**What is being asked**
Rewrite the stretch from the line containing "jet engine, one" through the end of the entries, switching "jet engine" to "aircraft engine" and leaving everything else unchanged.

[Photo object pointing entries]
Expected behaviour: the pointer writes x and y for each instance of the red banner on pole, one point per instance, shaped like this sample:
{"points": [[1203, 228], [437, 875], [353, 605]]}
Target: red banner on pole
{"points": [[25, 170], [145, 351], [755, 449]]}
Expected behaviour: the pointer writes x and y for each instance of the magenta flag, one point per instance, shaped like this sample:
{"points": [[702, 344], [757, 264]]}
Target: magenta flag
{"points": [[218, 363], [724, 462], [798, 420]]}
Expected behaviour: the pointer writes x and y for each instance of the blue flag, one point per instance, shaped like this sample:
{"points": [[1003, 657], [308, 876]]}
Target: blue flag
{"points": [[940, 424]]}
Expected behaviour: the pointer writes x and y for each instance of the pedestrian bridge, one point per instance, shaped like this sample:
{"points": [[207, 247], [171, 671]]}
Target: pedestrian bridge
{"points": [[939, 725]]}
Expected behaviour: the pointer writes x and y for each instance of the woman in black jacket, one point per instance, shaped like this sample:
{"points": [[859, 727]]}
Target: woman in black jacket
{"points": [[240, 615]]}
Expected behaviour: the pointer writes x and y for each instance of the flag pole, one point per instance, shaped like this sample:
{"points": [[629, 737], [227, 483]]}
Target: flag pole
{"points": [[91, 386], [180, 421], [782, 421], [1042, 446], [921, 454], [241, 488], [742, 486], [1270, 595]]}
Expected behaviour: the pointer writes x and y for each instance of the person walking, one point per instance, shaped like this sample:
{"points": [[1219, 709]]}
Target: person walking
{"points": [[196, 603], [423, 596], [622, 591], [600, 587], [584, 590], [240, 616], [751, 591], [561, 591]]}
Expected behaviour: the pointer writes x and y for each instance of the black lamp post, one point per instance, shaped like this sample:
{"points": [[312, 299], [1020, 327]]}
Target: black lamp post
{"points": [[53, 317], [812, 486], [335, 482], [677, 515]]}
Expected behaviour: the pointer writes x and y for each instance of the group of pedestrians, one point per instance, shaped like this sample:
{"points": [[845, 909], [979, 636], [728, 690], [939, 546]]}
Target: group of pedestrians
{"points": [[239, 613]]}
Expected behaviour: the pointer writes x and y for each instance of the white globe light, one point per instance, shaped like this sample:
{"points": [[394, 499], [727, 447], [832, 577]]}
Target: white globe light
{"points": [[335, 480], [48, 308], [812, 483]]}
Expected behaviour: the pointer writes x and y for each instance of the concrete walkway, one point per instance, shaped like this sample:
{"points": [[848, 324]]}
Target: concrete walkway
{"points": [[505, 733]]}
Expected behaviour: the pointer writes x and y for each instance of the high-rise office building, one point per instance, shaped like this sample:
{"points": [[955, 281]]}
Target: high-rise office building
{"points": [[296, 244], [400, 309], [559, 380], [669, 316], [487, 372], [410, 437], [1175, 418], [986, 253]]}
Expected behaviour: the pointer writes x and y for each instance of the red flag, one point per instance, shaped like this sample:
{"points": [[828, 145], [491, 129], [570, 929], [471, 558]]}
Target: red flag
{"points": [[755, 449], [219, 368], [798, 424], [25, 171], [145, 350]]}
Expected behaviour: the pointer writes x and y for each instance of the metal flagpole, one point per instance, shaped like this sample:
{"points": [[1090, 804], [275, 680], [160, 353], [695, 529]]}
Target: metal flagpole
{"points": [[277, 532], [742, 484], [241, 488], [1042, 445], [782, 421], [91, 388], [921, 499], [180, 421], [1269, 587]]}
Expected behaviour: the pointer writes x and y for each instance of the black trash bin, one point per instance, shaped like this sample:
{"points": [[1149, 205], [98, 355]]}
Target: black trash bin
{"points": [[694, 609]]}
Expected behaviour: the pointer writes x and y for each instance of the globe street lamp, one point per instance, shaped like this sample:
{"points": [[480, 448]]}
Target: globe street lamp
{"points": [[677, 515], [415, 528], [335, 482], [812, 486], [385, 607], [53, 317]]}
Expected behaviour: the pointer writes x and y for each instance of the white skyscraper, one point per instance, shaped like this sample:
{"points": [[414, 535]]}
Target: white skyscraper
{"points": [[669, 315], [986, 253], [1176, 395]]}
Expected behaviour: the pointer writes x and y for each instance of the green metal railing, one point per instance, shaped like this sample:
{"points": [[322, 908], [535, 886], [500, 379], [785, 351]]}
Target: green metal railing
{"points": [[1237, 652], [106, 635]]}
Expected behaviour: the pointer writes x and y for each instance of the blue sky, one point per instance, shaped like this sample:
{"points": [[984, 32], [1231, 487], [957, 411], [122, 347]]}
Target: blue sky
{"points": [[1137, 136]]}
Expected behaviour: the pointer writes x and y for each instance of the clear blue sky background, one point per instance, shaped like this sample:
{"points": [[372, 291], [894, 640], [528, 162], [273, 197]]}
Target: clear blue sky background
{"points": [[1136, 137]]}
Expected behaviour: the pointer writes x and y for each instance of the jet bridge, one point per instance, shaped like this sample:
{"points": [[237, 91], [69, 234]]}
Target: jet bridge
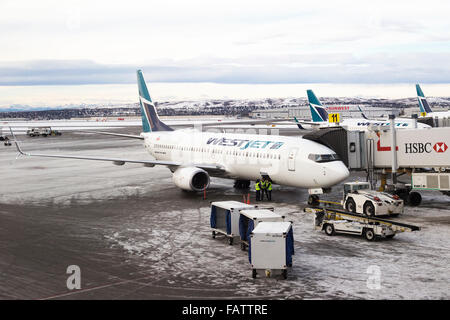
{"points": [[422, 153]]}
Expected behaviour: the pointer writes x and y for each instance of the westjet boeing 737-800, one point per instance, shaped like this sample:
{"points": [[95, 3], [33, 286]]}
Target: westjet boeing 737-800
{"points": [[194, 156]]}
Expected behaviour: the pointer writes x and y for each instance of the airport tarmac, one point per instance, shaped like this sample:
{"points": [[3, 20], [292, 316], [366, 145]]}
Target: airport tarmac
{"points": [[135, 235]]}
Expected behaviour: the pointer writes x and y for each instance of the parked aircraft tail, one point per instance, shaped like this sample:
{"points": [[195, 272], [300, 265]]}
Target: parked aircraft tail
{"points": [[318, 112], [150, 119], [423, 103], [362, 113]]}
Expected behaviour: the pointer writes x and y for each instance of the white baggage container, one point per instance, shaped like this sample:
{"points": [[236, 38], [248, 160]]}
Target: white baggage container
{"points": [[271, 246], [224, 218], [249, 219]]}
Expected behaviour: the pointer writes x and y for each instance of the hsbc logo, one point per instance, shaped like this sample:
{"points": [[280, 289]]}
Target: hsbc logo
{"points": [[419, 147], [440, 147]]}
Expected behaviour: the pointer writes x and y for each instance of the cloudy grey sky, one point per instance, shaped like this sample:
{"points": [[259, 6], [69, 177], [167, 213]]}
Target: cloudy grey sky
{"points": [[50, 42]]}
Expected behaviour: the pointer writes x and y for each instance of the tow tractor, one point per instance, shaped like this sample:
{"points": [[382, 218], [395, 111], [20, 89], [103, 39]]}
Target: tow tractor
{"points": [[359, 198], [334, 221]]}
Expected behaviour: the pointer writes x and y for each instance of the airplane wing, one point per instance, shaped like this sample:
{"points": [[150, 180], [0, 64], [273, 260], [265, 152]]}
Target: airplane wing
{"points": [[114, 134], [118, 161]]}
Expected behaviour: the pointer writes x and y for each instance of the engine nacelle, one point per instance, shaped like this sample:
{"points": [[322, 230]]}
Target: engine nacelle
{"points": [[191, 178]]}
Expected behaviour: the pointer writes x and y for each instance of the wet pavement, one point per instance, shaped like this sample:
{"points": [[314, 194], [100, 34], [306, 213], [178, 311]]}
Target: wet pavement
{"points": [[135, 235]]}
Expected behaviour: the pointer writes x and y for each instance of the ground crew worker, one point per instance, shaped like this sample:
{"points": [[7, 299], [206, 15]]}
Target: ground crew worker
{"points": [[263, 188], [258, 190], [268, 189]]}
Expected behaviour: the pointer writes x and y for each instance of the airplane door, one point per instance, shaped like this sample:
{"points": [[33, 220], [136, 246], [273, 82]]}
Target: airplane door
{"points": [[291, 159]]}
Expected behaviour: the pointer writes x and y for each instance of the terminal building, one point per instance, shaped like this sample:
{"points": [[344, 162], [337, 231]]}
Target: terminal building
{"points": [[346, 111]]}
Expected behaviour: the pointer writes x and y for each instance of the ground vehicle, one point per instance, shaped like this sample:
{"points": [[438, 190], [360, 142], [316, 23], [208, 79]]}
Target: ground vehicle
{"points": [[359, 198], [334, 221], [272, 247]]}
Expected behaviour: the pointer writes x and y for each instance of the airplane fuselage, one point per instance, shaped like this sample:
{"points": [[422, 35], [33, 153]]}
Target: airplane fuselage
{"points": [[286, 160], [364, 124]]}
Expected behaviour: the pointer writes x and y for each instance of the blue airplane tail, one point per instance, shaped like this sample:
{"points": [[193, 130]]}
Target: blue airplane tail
{"points": [[299, 125], [362, 113], [318, 112], [423, 103], [150, 119]]}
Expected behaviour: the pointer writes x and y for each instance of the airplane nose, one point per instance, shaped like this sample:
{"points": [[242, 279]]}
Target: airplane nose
{"points": [[337, 172]]}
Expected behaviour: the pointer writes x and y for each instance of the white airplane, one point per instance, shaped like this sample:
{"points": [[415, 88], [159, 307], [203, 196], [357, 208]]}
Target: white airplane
{"points": [[320, 118], [425, 107], [194, 156]]}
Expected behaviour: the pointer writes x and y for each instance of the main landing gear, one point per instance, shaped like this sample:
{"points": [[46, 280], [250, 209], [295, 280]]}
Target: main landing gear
{"points": [[242, 184]]}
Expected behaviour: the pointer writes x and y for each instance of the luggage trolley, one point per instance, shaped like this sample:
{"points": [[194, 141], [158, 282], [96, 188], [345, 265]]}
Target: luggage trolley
{"points": [[249, 219], [225, 218], [271, 246]]}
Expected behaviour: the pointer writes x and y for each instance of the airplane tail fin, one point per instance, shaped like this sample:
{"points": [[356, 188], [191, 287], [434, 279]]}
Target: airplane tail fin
{"points": [[318, 112], [423, 103], [298, 124], [362, 113], [150, 119]]}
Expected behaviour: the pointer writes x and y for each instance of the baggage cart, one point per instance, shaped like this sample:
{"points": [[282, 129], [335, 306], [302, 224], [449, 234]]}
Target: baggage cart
{"points": [[224, 218], [271, 246], [249, 219]]}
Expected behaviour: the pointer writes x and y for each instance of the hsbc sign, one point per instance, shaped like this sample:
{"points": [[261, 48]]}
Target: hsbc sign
{"points": [[428, 147], [440, 147]]}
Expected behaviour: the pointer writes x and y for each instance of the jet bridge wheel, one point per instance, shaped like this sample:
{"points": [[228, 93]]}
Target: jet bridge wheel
{"points": [[350, 205]]}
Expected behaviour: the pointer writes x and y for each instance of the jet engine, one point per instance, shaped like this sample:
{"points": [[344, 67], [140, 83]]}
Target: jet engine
{"points": [[191, 178]]}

**Expected answer**
Expected behaviour: the pointer writes x and y for each instance of the aircraft engine, one point per instance, shaped like this sample:
{"points": [[344, 67], [140, 83]]}
Target: aircraft engine
{"points": [[191, 178]]}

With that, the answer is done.